— Task item —
Print the following entries without any change.

=== Dataset entries ===

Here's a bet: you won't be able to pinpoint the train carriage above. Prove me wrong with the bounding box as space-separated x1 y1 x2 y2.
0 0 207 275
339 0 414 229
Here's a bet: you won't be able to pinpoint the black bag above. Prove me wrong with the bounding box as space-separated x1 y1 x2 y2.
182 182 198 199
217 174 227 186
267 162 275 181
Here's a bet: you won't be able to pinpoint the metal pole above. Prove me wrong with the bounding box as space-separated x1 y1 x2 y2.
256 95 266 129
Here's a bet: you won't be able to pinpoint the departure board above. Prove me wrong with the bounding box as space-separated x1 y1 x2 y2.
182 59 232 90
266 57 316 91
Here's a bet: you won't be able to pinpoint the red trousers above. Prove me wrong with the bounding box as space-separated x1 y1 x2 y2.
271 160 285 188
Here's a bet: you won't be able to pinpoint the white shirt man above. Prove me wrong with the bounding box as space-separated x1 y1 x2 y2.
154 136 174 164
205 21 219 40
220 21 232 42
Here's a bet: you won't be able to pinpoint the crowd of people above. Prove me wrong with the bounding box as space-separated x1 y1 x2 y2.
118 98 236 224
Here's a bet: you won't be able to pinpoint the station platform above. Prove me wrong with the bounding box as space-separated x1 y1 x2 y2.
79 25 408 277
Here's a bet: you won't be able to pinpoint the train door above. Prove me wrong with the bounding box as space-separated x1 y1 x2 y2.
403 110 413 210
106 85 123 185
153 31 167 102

===

— Solution to the problem —
Here's a bet: you won't be able to pinpoint the train carriage above. Prove me wrong with the bounding box as space-separated x1 y1 x2 y2.
0 0 207 275
339 0 414 229
Here's a bet: you won't be able to pinpoint the black bag above. Prove me wrong with the bounding box as space-separated x1 y1 x2 y2.
182 182 198 199
217 174 227 186
267 162 275 181
Here's a bet: you won't be able to pinpoint the metal pole above. Prove me wrong with the bounding box as space-separated x1 y1 x2 y2.
256 95 266 129
Here's a bet: you won't be able to pinpoint the departure board above. Prove me wrong with the bounding box as space-separated x1 y1 x2 y2.
182 59 232 90
266 57 316 91
Here's a bet: you won't be able to pinpoint the red trousers above. Prove me wrong with the bounding box as space-separated x1 y1 x2 y2.
271 160 285 188
Here's a bet: you won't be able to pinpoint the white shirt man above. Prove me wrong with the bounding box as space-separated x1 y1 x2 y2.
154 136 174 164
205 21 219 40
220 21 232 42
Here's a bet: you won't be able to pinpoint the crowd of people above. Prove me wrong with the bounding box as space-separated x1 y1 x2 y2.
118 98 236 224
Here's a bet: you won't be able to pinpoint the station platform above. Prove me wrong with the bounding box as space-separated x1 y1 x2 y2.
79 25 408 277
Here's a bet: you won't be able to pinpoint the train door above. Prove me wrong with the bounding box as space-separated x1 y1 x2 y2.
403 110 413 210
106 85 123 185
153 31 167 102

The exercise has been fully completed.